▶ **Task goal**
Quote the data below word for word, leaving out the pictures.

─── Dataset records ───

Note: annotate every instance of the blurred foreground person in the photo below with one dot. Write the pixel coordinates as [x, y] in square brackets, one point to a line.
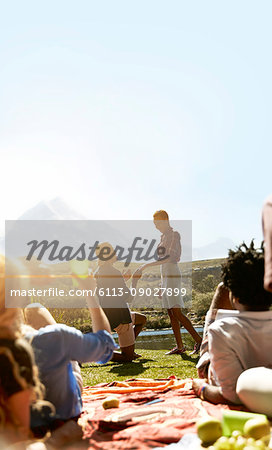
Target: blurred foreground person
[57, 347]
[20, 389]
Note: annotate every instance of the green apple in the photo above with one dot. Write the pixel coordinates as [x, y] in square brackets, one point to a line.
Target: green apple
[209, 429]
[257, 428]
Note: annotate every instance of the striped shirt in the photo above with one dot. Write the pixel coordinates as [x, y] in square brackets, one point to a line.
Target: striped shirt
[169, 246]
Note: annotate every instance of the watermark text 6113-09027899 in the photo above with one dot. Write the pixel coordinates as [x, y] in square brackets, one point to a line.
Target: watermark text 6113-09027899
[61, 263]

───

▶ **Solution to this problem**
Note: annotate every instance of the blurred foreground person in the photo below with one dot. Write the pixel coordinates as [x, y] in square brackets, one point to a line.
Target: blurred foreground person
[57, 347]
[20, 389]
Note: annotate every instance of the green apple in the photo above with one dot. Write the pixel coordinates as [x, y] in square brackets, one point to a line.
Target: green apple
[209, 429]
[257, 428]
Note: annotate every instance of the striped shirt in the photo above with one dot. Write the pixel coordinates as [x, y] in square brackets, one point to a line.
Target: striped shirt
[169, 246]
Note: annotate every instance of the watermark text 6113-09027899 in the photo above with one dot. Write the pixel coordinates as [x, y] in square brackets, one point to a line.
Target: watermark text 6113-09027899
[61, 263]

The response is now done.